** Opening Source document block **

“Dead in the water” was her portrayal of what would have been the chances of keeping inpatient beds in Chestertown had Shore Regional Health taken a different tack.
There appears to have been a subtle shift in the relationship between Shore Regional Health and advocates for keeping inpatient beds in Chestertown, or at least Mizeur sees it that way. She labeled it “consensus building.” “We’re all seeing the horizon from the same perspective,” she said.
The white paper includes an economic impact report that shows Shore Regional Health generated $309.1 million in fiscal year 2016. Shore Medical Center at Chestertown generated $53.6 million.
Shore Regional Health employees 2,252 people; 256 of them, or 11 percent, work at the Chestertown hospital. By comparison, Shore Medical Center at Easton, where UMMS and Shore Regional Health want to build a new regional hospital, generated $190.6 million in revenue and employees 1,203 people.
Also in FY 2016, Shore Regional Health reported 10,7669 total hospital admissions, 1,596 of which were to the Chestertown hospital and 7,412 were at Easton. Of the 79,064 emergency room visits, 14,259 were in Chestertown compared to the 27,987 in Easton.
Shore Regional Health’s white paper makes a compelling argument for maintaining inpatient beds in Chestertown.
Because of Kent County’s geographic isolation and lack of public transportation, getting to a hospital in Easton or Annapolis or Elkton is challenging. The estimated drive time from Rock Hall to Easton is 65 minutes, more if you get behind school buses or farm equipment on secondar y roads, according to the white paper.
Kent County also has an aging population; 24 percent of its residents are older than 65. Having family and friends who can visit during a hospital stay is an important component in their recovery. Distance and lack of transportation make that less likely to happen.

** Closing Source document block **

#### Directions:
1 - In the article on inpatient beds in Chestertown, what percentage of Kent County residents are older than 65?
2 - Write the next part of the article on inpatient beds in Chestertown, picking up after its final sentence.

** Opening Supplied material block **

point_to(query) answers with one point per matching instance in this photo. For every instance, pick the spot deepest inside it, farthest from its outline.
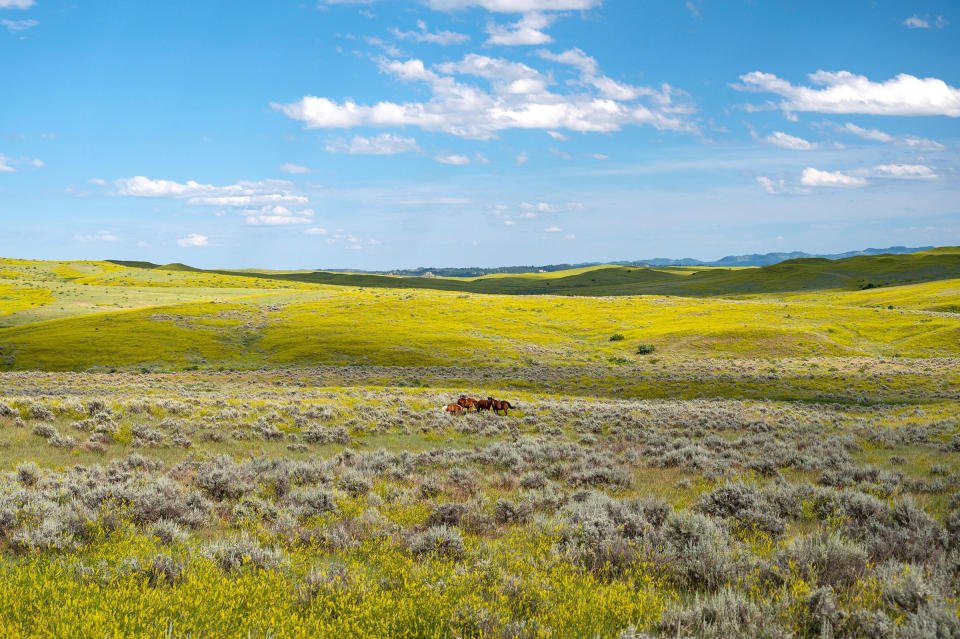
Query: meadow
(189, 453)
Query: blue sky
(380, 134)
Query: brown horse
(467, 403)
(499, 405)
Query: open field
(315, 503)
(197, 454)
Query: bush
(233, 555)
(45, 430)
(833, 560)
(440, 540)
(725, 614)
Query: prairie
(187, 453)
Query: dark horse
(467, 402)
(500, 405)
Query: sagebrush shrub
(441, 540)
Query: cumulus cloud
(844, 92)
(540, 207)
(517, 100)
(780, 187)
(384, 144)
(458, 160)
(99, 236)
(515, 6)
(19, 25)
(525, 32)
(422, 34)
(785, 141)
(241, 194)
(905, 171)
(910, 141)
(815, 177)
(295, 169)
(278, 216)
(194, 240)
(590, 75)
(427, 201)
(918, 22)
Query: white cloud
(910, 141)
(247, 200)
(517, 101)
(785, 141)
(383, 144)
(515, 6)
(422, 34)
(511, 78)
(19, 25)
(241, 194)
(905, 171)
(458, 160)
(540, 207)
(769, 185)
(295, 169)
(99, 236)
(525, 32)
(278, 216)
(845, 92)
(445, 201)
(815, 177)
(924, 22)
(194, 240)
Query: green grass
(793, 275)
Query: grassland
(187, 453)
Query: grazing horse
(467, 402)
(500, 405)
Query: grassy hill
(852, 273)
(81, 315)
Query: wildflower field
(208, 455)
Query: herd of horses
(466, 404)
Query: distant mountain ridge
(754, 259)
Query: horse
(467, 402)
(500, 405)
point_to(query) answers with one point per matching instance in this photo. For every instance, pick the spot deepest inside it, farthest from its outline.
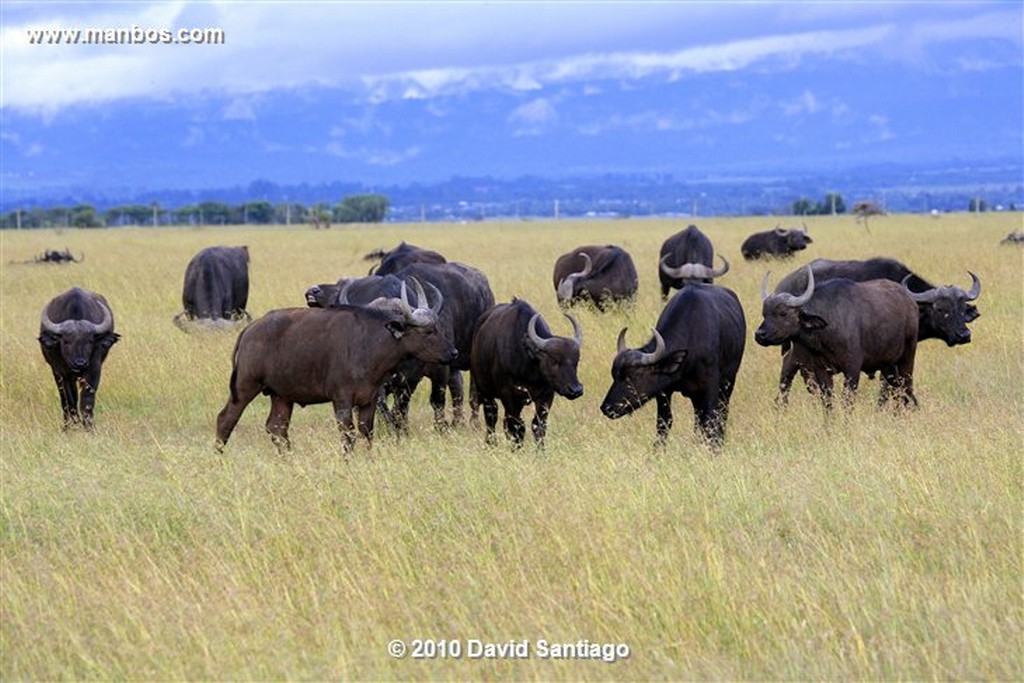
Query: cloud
(393, 51)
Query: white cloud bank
(422, 50)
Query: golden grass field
(868, 545)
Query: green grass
(864, 545)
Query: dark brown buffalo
(216, 286)
(404, 255)
(352, 291)
(846, 327)
(338, 355)
(780, 243)
(601, 275)
(943, 311)
(516, 360)
(76, 333)
(687, 257)
(696, 350)
(467, 295)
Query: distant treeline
(354, 209)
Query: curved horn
(577, 329)
(658, 352)
(975, 288)
(795, 301)
(721, 271)
(440, 299)
(342, 297)
(107, 324)
(928, 296)
(532, 336)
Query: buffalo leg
(278, 422)
(489, 417)
(228, 416)
(458, 395)
(367, 415)
(540, 425)
(664, 418)
(343, 414)
(439, 378)
(68, 388)
(88, 401)
(515, 428)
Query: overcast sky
(403, 91)
(422, 49)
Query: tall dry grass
(864, 545)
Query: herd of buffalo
(364, 344)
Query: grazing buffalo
(467, 295)
(1015, 238)
(943, 311)
(352, 291)
(403, 255)
(685, 258)
(780, 243)
(76, 333)
(601, 275)
(216, 286)
(696, 350)
(316, 355)
(516, 360)
(847, 327)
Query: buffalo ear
(109, 339)
(671, 363)
(809, 322)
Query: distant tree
(361, 209)
(257, 212)
(803, 207)
(84, 215)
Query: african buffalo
(847, 327)
(696, 350)
(601, 275)
(780, 243)
(687, 257)
(352, 291)
(515, 359)
(76, 333)
(467, 295)
(943, 311)
(403, 255)
(316, 355)
(216, 286)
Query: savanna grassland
(865, 545)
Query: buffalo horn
(532, 336)
(658, 352)
(795, 301)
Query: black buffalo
(847, 327)
(780, 243)
(404, 255)
(467, 295)
(601, 275)
(516, 360)
(76, 333)
(687, 257)
(696, 350)
(339, 355)
(216, 286)
(943, 311)
(352, 291)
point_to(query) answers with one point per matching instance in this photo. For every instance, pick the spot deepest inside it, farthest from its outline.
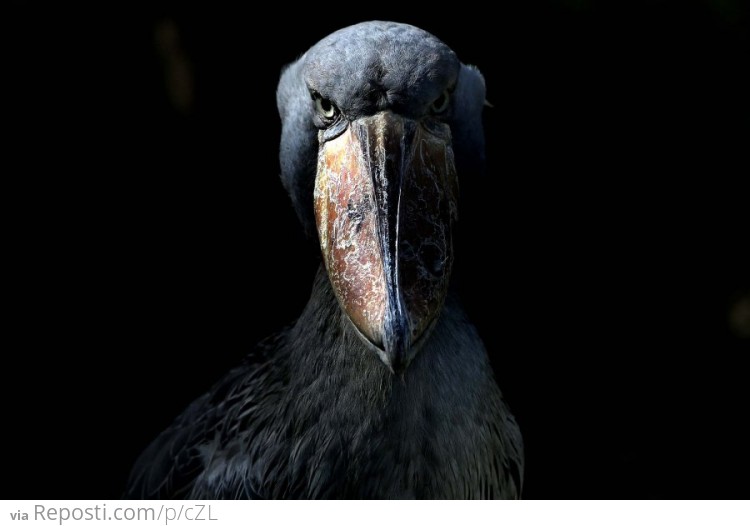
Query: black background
(151, 244)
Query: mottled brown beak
(385, 201)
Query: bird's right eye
(325, 108)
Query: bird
(382, 388)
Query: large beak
(385, 201)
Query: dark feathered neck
(325, 345)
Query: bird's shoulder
(189, 459)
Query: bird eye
(440, 104)
(325, 108)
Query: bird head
(378, 120)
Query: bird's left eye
(440, 104)
(325, 108)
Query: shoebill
(382, 388)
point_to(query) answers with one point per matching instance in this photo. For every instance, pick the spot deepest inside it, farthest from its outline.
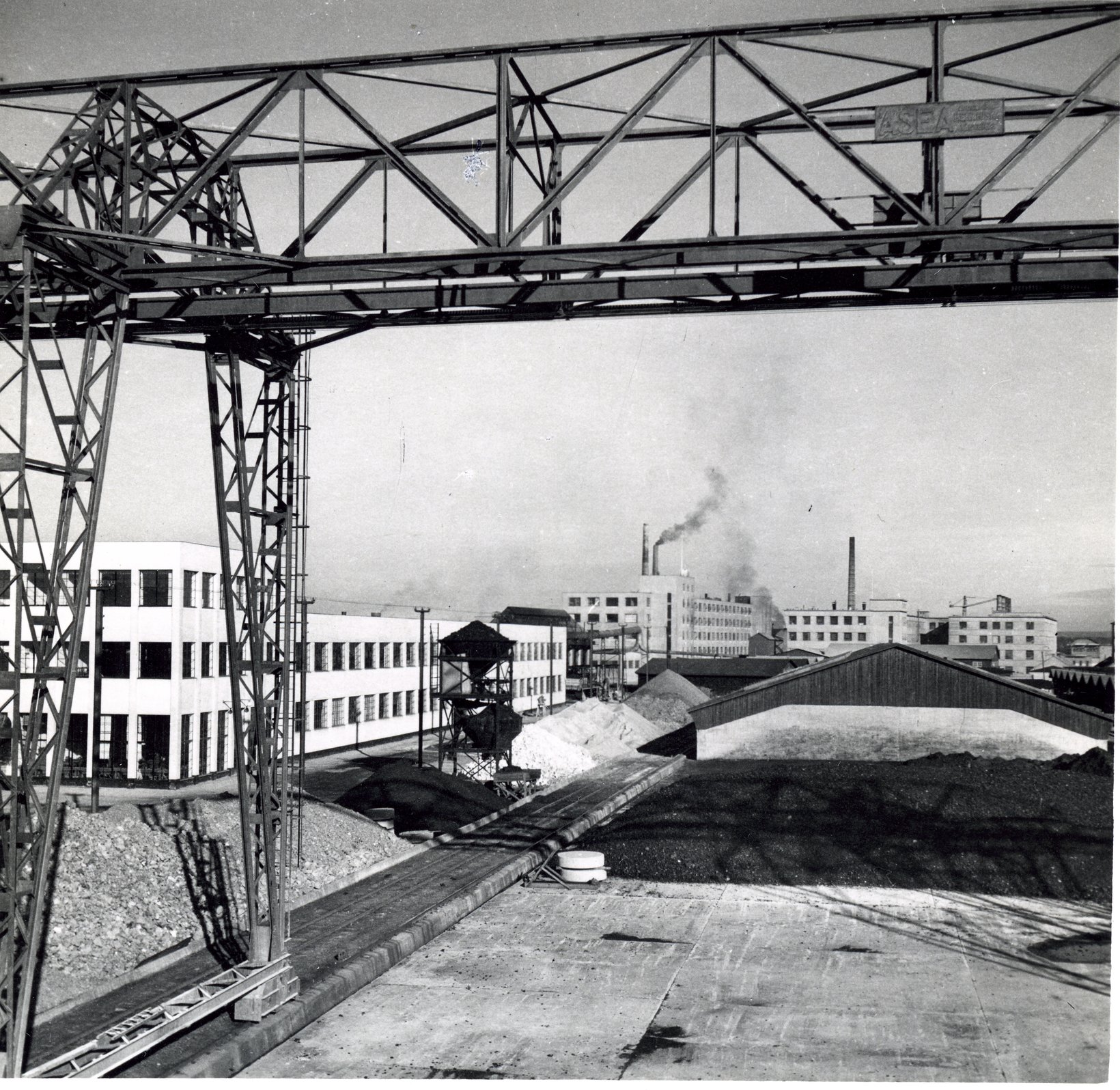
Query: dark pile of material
(421, 798)
(1095, 762)
(681, 741)
(989, 827)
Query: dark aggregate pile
(990, 827)
(421, 798)
(680, 742)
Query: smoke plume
(707, 507)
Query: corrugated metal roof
(877, 649)
(961, 650)
(747, 667)
(533, 615)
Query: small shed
(893, 703)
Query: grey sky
(970, 451)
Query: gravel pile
(670, 684)
(535, 747)
(986, 827)
(662, 712)
(135, 881)
(605, 729)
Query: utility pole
(622, 638)
(421, 611)
(99, 616)
(304, 603)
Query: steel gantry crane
(645, 173)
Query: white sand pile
(539, 749)
(605, 729)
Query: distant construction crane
(133, 227)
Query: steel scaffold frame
(255, 458)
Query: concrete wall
(846, 733)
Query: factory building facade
(877, 621)
(673, 617)
(166, 701)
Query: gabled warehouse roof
(897, 675)
(557, 619)
(747, 667)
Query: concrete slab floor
(656, 981)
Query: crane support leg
(255, 465)
(56, 408)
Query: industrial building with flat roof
(166, 694)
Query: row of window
(110, 746)
(833, 637)
(361, 656)
(373, 706)
(983, 639)
(608, 601)
(832, 619)
(612, 617)
(199, 588)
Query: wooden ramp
(343, 941)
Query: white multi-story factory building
(876, 621)
(672, 615)
(166, 694)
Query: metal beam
(644, 40)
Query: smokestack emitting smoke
(852, 573)
(707, 507)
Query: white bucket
(580, 861)
(587, 874)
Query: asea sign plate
(940, 120)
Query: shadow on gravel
(998, 930)
(972, 827)
(421, 798)
(213, 883)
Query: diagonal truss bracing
(255, 479)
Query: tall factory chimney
(852, 573)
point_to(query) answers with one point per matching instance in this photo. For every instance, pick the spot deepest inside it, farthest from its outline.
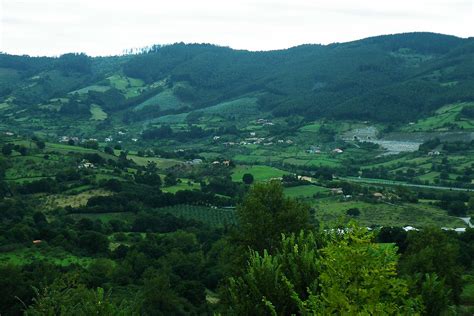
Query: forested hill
(391, 78)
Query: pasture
(260, 173)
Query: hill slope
(392, 78)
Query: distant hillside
(391, 78)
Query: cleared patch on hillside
(53, 201)
(97, 114)
(260, 173)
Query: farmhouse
(337, 191)
(305, 178)
(378, 195)
(196, 161)
(86, 165)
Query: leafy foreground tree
(345, 274)
(266, 213)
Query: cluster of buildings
(317, 150)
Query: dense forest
(193, 179)
(387, 78)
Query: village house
(378, 195)
(305, 178)
(193, 162)
(86, 165)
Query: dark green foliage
(247, 178)
(266, 213)
(353, 212)
(433, 251)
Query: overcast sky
(105, 27)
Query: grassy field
(260, 173)
(97, 114)
(52, 201)
(182, 186)
(162, 163)
(211, 216)
(96, 88)
(332, 209)
(448, 114)
(28, 255)
(304, 191)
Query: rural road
(389, 182)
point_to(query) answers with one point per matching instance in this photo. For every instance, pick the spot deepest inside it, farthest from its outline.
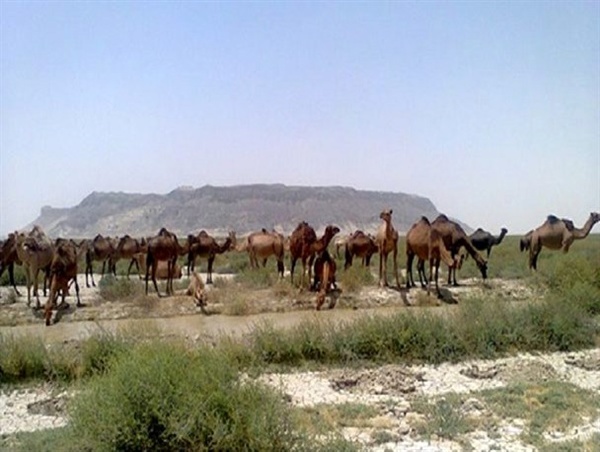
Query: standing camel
(484, 241)
(262, 244)
(361, 245)
(387, 242)
(8, 259)
(454, 238)
(99, 249)
(63, 271)
(203, 245)
(35, 251)
(163, 247)
(556, 234)
(132, 249)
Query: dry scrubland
(144, 387)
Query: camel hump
(568, 224)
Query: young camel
(203, 245)
(556, 234)
(454, 238)
(262, 244)
(35, 251)
(64, 272)
(387, 242)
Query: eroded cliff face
(242, 208)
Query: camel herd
(440, 240)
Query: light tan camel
(454, 238)
(99, 249)
(387, 242)
(557, 234)
(132, 249)
(163, 247)
(205, 246)
(8, 259)
(63, 270)
(262, 244)
(360, 245)
(35, 251)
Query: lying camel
(387, 242)
(262, 244)
(361, 245)
(35, 251)
(556, 234)
(203, 245)
(63, 270)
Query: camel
(132, 249)
(324, 278)
(484, 241)
(340, 243)
(387, 242)
(35, 251)
(556, 234)
(8, 259)
(203, 245)
(163, 247)
(305, 246)
(361, 245)
(262, 244)
(64, 271)
(98, 249)
(196, 290)
(454, 238)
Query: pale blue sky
(490, 109)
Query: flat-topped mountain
(242, 208)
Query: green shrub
(163, 397)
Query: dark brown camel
(35, 251)
(63, 272)
(99, 249)
(262, 244)
(8, 259)
(131, 249)
(324, 279)
(361, 245)
(484, 241)
(302, 246)
(163, 247)
(558, 234)
(205, 246)
(454, 238)
(387, 242)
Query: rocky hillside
(242, 208)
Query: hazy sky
(490, 109)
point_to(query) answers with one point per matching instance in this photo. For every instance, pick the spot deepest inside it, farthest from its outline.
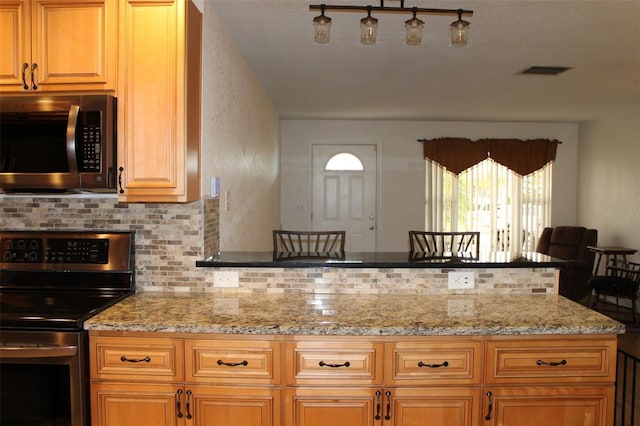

** Closing Supplied material block **

#### Numbered answers:
1 - 24 percent

2 -
Having family close by also is important for single parents and their young children.
As reported by the Maryland Department of Health and Mental Hygiene,
one of the top five health care issues in Kent County is poverty — along with affordability of health care, obesity, lack of physical activity and smoking during pregnancy.
Kent is the only Mid-Shore county to have poverty listed as a key health care issue.
Low health literacy is a particular problem for people in poverty, according to a study that Shore Regional Health cited. In Kent County, more than 50 percent of students qualify for free or reduced-priced meals.
Low or limited health literacy is associated with a lower likelihood of using preventive health ser vices, a greater likelihood of taking medicines incorrectly and poor health status.
Jacobs, O’Connor and Kareiva, in separate interviews, talked about the importance of having an intensive care unit — for the well-being of patients and the sustainability of the hospital.
“If I’m doing a simple case and the patient has a heart attack, they need an ICU. You can’t just put them in an ambulance and ship them to Easton,” Kareiva said.
“We definitely need intensive care. If not, you’ll have to get rid of the OR. And once you get rid of the OR, other services will follow,” she said.